TASK 1 - According to the Murphy diagram text, which axis of Murphy plots do the theta values supply?
TASK 2 - Repeat, word for word, the passage of the Murphy diagram text that begins with the words containing "Computes theta parameters" and ends with "for Murphy diagrams.".
TASK 3 - Pick up the Murphy diagram text after its last line and carry it on.

TEXT SHOWN -
## start
Murphy diagrams provide comprehensive visualization of forecast performance across all possible decision thresholds, showing the relationship between forecast value and expected score.

Murphy Score Calculation

Generates the core data for Murphy diagram plotting.

def murphy_score(
    fcst: XarrayLike,
    obs: XarrayLike,
    *,
    reduce_dims: Optional[FlexibleDimensionTypes] = None,
    preserve_dims: Optional[FlexibleDimensionTypes] = None,
    weights: Optional[xr.DataArray] = None,
) -> XarrayLike:
    """
    Calculate Murphy score for Murphy diagram generation.

    Args:
        fcst: Forecast values
        obs: Observation values
        reduce_dims: Dimensions to reduce
        preserve_dims: Dimensions to preserve
        weights: Optional weights

    Returns:
        Murphy scores across forecast value thresholds

    Notes:
        - Creates data for Murphy diagram plotting
        - Shows expected score as function of forecast value
        - Useful for understanding forecast value relationships
        - Typically plotted as scatter or line plot
    """

Murphy Theta Values

Computes theta parameters for Murphy diagram construction.

def murphy_thetas(
    fcst: XarrayLike,
    obs: XarrayLike,
    *,
    reduce_dims: Optional[FlexibleDimensionTypes] = None,
    preserve_dims: Optional[FlexibleDimensionTypes] = None,
    weights: Optional[xr.DataArray] = None,
) -> XarrayLike:
    """
    Calculate Murphy theta values for Murphy diagrams.

    Args:
        fcst: Forecast values
        obs: Observation values
        reduce_dims: Dimensions to reduce
        preserve_dims: Dimensions to preserve
        weights: Optional weights

    Returns:
        Theta values for Murphy diagram axes

    Notes:
        - Provides theta parameters for Murphy diagram
        - Used as x-axis values in Murphy plots
        - Represents decision threshold parameters
    """
## end
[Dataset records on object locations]
## start
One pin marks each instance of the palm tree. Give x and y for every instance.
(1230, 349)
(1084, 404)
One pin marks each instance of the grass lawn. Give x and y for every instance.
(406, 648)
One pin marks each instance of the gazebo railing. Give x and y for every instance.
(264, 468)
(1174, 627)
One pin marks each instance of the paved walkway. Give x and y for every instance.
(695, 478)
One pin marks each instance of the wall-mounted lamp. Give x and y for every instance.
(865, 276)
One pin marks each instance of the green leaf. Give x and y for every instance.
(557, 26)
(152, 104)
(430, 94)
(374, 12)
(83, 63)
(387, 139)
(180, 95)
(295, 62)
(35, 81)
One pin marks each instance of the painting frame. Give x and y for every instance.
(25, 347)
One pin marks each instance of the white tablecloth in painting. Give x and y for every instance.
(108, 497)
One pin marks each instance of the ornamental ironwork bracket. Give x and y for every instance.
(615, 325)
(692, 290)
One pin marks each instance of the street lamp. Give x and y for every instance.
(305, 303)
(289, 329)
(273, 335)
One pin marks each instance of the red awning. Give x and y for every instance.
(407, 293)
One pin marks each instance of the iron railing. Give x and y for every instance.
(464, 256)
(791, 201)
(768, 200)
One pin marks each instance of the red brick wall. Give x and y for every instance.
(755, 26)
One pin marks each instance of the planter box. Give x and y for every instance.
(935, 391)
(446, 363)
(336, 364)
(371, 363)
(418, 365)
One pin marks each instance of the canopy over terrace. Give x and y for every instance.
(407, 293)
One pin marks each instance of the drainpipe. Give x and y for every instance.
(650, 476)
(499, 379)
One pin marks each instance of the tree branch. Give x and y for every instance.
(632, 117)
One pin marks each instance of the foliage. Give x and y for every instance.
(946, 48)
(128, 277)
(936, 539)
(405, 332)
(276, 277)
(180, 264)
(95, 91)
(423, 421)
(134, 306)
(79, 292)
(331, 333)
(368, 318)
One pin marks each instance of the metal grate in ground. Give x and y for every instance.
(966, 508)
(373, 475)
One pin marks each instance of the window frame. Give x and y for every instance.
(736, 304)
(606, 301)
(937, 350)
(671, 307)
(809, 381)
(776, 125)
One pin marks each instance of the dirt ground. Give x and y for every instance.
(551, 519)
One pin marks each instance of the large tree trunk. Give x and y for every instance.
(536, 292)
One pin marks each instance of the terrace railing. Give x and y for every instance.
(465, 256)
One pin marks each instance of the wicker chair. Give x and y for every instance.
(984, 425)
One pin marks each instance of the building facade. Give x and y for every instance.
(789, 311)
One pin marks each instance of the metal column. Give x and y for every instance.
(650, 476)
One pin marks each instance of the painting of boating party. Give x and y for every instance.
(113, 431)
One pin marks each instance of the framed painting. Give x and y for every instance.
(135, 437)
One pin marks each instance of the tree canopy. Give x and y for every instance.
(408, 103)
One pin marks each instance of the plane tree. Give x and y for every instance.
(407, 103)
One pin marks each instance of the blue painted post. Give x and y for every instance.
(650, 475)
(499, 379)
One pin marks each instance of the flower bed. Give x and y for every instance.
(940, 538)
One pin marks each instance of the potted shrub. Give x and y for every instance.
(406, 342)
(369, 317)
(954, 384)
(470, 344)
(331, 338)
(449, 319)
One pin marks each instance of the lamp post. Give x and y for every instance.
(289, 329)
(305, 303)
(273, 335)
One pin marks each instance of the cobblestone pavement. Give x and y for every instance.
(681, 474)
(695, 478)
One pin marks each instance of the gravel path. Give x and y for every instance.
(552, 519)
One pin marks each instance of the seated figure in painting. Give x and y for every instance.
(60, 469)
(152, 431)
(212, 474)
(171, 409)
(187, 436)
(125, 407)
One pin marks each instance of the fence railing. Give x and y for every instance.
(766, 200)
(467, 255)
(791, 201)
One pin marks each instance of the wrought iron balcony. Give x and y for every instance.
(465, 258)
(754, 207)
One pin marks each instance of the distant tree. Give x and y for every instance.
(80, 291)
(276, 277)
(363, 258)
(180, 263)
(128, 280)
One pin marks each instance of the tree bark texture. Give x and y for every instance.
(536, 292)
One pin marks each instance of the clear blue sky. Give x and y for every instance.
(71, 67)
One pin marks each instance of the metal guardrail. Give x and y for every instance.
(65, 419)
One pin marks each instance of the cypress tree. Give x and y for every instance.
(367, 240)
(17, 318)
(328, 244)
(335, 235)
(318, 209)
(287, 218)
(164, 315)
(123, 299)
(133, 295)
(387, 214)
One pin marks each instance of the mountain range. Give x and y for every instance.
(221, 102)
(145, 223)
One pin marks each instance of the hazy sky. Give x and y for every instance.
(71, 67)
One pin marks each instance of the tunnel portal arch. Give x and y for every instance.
## end
WRITTEN REPLY 1 - The x-axis.

WRITTEN REPLY 2 -
Computes theta parameters for Murphy diagram construction.

def murphy_thetas(
    fcst: XarrayLike,
    obs: XarrayLike,
    *,
    reduce_dims: Optional[FlexibleDimensionTypes] = None,
    preserve_dims: Optional[FlexibleDimensionTypes] = None,
    weights: Optional[xr.DataArray] = None,
) -> XarrayLike:
    """
    Calculate Murphy theta values for Murphy diagrams.

WRITTEN REPLY 3 -
Quantile-Quantile Plot Data

Q-Q plots compare the distributions of forecasts and observations by plotting their quantiles against each other.

def qq(
    fcst: XarrayLike,
    obs: XarrayLike,
    *,
    quantiles: Optional[Sequence[float]] = None,
    reduce_dims: Optional[FlexibleDimensionTypes] = None,
    preserve_dims: Optional[FlexibleDimensionTypes] = None,
) -> xr.Dataset:
    """
    Generate quantile-quantile plot data.

    Args:
        fcst: Forecast values
        obs: Observation values
        quantiles: Quantile levels to compute (default: 0.01 to 0.99 by 0.01)
        reduce_dims: Dimensions to reduce
        preserve_dims: Dimensions to preserve

    Returns:
        Dataset with forecast and observation quantiles

    Output Variables:
        - fcst_quantiles: Forecast quantile values
        - obs_quantiles: Observation quantile values
        - quantile_levels: Quantile probability levels

    Notes:
        - Perfect forecast would show fcst_quantiles = obs_quantiles
        - Deviations indicate distributional biases
        - Useful for identifying systematic forecast errors
        - Default quantiles: [0.01, 0.02, ..., 0.99]
    """

ROC Curve Data

ROC (Receiver Operating Characteristic) curves evaluate binary classification performance across all probability thresholds.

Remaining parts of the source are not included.